# Extracted data start

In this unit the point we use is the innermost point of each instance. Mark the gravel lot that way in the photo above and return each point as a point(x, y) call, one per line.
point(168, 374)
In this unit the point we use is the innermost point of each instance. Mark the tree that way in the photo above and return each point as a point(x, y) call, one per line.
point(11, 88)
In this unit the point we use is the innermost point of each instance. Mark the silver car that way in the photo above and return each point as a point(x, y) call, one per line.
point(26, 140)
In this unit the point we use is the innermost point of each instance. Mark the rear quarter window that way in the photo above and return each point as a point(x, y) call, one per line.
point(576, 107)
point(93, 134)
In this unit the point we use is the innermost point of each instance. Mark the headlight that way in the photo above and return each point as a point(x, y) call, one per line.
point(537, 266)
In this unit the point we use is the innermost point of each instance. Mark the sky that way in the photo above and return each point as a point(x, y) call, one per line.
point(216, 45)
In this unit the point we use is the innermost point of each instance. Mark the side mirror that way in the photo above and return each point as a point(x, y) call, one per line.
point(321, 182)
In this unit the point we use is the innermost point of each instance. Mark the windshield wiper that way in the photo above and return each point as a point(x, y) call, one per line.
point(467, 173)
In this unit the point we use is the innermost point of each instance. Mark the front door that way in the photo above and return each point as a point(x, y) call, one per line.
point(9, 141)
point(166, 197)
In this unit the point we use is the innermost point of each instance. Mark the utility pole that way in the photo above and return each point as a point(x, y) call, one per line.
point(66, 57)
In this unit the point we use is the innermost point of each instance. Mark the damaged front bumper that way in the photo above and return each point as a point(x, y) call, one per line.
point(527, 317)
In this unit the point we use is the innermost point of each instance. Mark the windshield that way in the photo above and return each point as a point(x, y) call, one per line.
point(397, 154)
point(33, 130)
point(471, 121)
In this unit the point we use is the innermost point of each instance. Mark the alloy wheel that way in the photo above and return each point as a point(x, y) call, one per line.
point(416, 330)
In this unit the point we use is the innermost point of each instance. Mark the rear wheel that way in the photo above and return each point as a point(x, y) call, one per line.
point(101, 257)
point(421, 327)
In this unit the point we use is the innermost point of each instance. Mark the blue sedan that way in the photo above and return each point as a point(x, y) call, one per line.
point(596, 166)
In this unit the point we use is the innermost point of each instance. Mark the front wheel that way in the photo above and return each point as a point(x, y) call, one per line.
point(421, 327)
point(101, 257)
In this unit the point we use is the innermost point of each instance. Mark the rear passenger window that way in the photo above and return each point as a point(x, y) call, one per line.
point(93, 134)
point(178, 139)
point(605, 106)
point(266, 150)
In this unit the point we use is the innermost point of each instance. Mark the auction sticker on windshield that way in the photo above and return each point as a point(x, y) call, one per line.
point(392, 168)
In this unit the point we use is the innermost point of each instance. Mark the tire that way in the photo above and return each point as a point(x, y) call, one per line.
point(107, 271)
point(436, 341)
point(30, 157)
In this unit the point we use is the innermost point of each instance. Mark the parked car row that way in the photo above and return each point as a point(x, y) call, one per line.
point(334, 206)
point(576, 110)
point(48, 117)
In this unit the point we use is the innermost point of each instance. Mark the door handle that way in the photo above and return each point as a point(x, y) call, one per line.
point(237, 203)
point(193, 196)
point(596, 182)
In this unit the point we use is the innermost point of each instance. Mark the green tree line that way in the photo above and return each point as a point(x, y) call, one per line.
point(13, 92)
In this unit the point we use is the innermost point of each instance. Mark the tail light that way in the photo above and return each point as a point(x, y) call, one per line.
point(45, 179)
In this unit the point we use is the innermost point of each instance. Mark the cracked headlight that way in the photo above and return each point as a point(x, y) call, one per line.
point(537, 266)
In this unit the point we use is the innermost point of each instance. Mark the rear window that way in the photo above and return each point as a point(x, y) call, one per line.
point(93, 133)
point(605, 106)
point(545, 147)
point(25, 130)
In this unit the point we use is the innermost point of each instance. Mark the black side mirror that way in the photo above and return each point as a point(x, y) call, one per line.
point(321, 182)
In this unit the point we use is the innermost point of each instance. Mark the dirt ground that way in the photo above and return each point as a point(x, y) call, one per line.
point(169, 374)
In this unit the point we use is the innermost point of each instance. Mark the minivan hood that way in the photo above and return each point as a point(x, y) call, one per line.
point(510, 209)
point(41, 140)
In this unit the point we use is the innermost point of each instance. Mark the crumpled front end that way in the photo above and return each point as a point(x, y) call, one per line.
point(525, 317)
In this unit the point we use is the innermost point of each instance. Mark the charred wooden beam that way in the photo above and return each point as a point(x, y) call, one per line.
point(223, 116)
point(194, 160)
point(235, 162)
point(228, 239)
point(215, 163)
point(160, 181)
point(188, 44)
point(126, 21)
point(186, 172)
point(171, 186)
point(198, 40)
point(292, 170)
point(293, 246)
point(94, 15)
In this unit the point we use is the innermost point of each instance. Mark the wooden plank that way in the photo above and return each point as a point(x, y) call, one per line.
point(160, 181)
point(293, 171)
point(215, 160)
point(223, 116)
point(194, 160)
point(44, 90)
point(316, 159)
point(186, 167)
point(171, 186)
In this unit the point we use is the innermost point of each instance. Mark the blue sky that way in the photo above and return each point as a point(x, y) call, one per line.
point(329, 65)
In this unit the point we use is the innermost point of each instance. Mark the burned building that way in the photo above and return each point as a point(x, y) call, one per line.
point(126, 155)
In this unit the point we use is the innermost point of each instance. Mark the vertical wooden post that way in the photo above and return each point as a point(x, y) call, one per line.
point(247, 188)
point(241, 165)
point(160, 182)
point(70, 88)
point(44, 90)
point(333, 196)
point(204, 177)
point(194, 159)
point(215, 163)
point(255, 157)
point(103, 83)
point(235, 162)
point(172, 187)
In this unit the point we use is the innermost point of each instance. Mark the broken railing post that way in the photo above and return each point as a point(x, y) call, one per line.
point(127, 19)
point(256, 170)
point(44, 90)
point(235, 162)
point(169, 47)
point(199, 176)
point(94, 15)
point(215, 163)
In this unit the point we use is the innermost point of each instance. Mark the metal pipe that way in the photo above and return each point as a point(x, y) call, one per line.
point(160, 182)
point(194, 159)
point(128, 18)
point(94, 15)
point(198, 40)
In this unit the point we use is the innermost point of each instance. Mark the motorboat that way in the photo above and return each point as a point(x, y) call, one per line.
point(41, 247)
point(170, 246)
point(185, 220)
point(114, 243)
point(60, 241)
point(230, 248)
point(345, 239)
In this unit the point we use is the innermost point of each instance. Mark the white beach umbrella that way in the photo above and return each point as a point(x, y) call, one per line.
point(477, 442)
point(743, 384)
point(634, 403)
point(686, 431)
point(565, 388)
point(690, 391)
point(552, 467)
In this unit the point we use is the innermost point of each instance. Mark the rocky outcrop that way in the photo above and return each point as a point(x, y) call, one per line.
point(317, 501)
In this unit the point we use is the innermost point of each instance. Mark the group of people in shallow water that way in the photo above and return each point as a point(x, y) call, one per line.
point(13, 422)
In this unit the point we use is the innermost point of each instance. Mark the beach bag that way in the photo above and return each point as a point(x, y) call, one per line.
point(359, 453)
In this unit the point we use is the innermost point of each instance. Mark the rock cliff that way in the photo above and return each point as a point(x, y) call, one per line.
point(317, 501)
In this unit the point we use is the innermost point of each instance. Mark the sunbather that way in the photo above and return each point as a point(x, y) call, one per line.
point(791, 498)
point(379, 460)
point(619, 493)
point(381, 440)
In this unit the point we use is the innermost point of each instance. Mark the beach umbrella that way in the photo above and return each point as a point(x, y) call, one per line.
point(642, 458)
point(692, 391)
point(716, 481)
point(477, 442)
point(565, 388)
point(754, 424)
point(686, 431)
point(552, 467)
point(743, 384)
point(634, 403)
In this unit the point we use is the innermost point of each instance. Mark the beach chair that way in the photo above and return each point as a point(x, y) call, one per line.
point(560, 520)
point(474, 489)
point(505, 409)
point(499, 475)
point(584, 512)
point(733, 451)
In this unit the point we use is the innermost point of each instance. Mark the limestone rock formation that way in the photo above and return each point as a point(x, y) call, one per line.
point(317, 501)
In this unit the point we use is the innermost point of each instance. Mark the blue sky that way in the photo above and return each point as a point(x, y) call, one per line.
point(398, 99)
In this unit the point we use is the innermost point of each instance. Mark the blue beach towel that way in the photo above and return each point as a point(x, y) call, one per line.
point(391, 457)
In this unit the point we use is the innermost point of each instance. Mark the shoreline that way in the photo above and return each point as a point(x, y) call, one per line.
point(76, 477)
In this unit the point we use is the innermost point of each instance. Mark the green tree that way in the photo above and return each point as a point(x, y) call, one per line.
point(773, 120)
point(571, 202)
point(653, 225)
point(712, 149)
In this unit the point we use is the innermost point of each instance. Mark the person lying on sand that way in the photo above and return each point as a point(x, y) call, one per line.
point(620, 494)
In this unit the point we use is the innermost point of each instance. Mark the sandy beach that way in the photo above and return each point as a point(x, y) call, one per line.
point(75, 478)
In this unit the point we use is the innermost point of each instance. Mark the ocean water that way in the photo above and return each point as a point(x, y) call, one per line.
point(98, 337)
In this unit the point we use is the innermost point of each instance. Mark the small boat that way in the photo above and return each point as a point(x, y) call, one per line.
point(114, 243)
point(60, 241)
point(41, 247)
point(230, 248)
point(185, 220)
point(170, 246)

# Extracted data end

### [Exercise details]
Can you reproduce the records from the line with "the rock cliff" to the line with "point(76, 477)", swapping "beach umbrella" for "parasol" and leaving everything else as it is? Return only those lines.

### [Answer]
In this unit the point we use is the innermost point of each instance. Mark the rock cliff that way in the photo above and return each point as a point(x, y) call, one per line.
point(317, 501)
In this unit the point we use is the innermost point of each instance. Mark the sunbather that way in the photo above and return each point as a point(x, y) call, one per line.
point(791, 498)
point(379, 460)
point(619, 493)
point(381, 440)
In this unit the point we use is the innermost point of each instance. Mark the parasol that way in the photo above and return each point as a point(x, y) call, one per line.
point(642, 458)
point(692, 391)
point(716, 481)
point(477, 442)
point(565, 388)
point(754, 424)
point(686, 431)
point(552, 467)
point(743, 384)
point(634, 403)
In this unit the point we use is the innermost point of each instance. Mark the beach chair that way in the photo above and return each point as a point(x, y) call, one per line.
point(560, 520)
point(474, 489)
point(505, 409)
point(499, 475)
point(584, 512)
point(733, 451)
In this unit the point we use is the innermost point of each instance. Mark the limestone rock formation that way in the photo above and return each point as a point(x, y) call, one per line.
point(317, 501)
In this unit the point we use is the innermost point of each instance. Mark the blue sky that way in the photo above and return each point as a point(x, y) call, one per line.
point(398, 99)
In this unit the point we use is the innermost point of each instance. Mark the blue beach towel that way in the photo above and return each point as a point(x, y) call, one per line.
point(391, 457)
In this unit the point we use is the innermost point of each instance. Mark the shoreline that way in the photo above and return each point as a point(x, y) call, one per line.
point(76, 477)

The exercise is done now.